** start of INPUT ROWS **

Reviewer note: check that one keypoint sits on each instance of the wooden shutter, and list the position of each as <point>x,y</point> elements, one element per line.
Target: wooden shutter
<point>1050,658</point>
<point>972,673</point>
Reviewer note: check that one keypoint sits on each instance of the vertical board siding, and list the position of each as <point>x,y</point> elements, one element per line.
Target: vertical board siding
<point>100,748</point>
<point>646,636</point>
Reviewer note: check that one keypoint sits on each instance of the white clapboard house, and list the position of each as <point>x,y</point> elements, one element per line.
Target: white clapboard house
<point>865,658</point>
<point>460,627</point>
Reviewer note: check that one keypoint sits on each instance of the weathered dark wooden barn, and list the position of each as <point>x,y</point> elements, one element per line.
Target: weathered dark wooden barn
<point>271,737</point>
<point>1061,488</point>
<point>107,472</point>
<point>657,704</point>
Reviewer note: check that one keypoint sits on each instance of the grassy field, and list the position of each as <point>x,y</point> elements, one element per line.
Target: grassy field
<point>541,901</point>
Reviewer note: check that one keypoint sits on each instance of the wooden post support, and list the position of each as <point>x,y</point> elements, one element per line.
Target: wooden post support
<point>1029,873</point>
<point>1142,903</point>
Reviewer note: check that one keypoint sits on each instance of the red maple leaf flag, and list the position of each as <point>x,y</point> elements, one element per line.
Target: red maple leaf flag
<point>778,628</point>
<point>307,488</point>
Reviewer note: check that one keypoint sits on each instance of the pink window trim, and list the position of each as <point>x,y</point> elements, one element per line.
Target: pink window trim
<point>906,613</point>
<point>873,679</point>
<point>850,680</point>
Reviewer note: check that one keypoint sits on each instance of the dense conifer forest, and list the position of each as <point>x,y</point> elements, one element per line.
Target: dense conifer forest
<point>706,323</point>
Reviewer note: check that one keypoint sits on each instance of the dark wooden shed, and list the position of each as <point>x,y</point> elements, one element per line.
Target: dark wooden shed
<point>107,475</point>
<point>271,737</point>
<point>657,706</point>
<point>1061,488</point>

** end of INPUT ROWS **

DIRECTIONS:
Can you output every line of the entries above as one numbered list, leaving out any blank lines?

COMPLETED TASK:
1. Reviewer note: check that one keypoint sits on each instance of the wooden shutter, and list the position of each as <point>x,y</point> elements, one element per line.
2. Target: wooden shutter
3. <point>1050,658</point>
4. <point>972,673</point>
5. Reviewer note: check that one keypoint sits on each instance of the vertical board siding, and list the position of each as <point>x,y</point> elements, one element per line.
6. Target: vertical board siding
7. <point>100,748</point>
8. <point>646,636</point>
9. Reviewer note: check that one keypoint sits on each instance of the white clapboard house, and list the position of each as <point>x,y</point> elements, one element per line.
10. Target: white clapboard house
11. <point>865,658</point>
12. <point>460,627</point>
13. Reviewer note: check that one keypoint sits on each instance of the weathered dark wooden barn, and list the position of each as <point>x,y</point> elements, one element per line.
14. Target: weathered dark wooden barn
15. <point>271,737</point>
16. <point>1061,488</point>
17. <point>107,472</point>
18. <point>657,704</point>
19. Reviewer note: check that one keypoint sits on each instance of the grassy field, and list the position of each as <point>x,y</point> elements, one element per line.
20. Target: grassy field
21. <point>541,901</point>
22. Reviewer note: check that one keypoint sits on each instance of the wooden post support, and list the position of each as <point>x,y</point> elements, one element per line.
23. Target: wooden post support
24. <point>1029,873</point>
25. <point>1142,903</point>
26. Reviewer note: check that one keypoint sits on each instance of the red maple leaf flag, and list the position of each as <point>x,y</point> elements, one element per line.
27. Target: red maple leaf flag
28. <point>778,628</point>
29. <point>307,488</point>
30. Reviewer note: check that one keypoint sits on each instance of the pink window trim, and list the position of each as <point>x,y</point> elements, one element per line.
31. Target: pink window trim
32. <point>906,613</point>
33. <point>873,679</point>
34. <point>850,680</point>
35. Reviewer note: check that one keypoint sits on each instance of the dense conifer forest, and list the position of each as <point>x,y</point> elements, one element per line.
36. Target: dense conifer forest
37. <point>706,323</point>
38. Reviewer note: check that one keypoint sits on each instance of the dark wooden shed, and list the position of each as <point>x,y</point> elements, one element per line.
39. Target: dark wooden shed
40. <point>107,475</point>
41. <point>271,737</point>
42. <point>657,706</point>
43. <point>1061,488</point>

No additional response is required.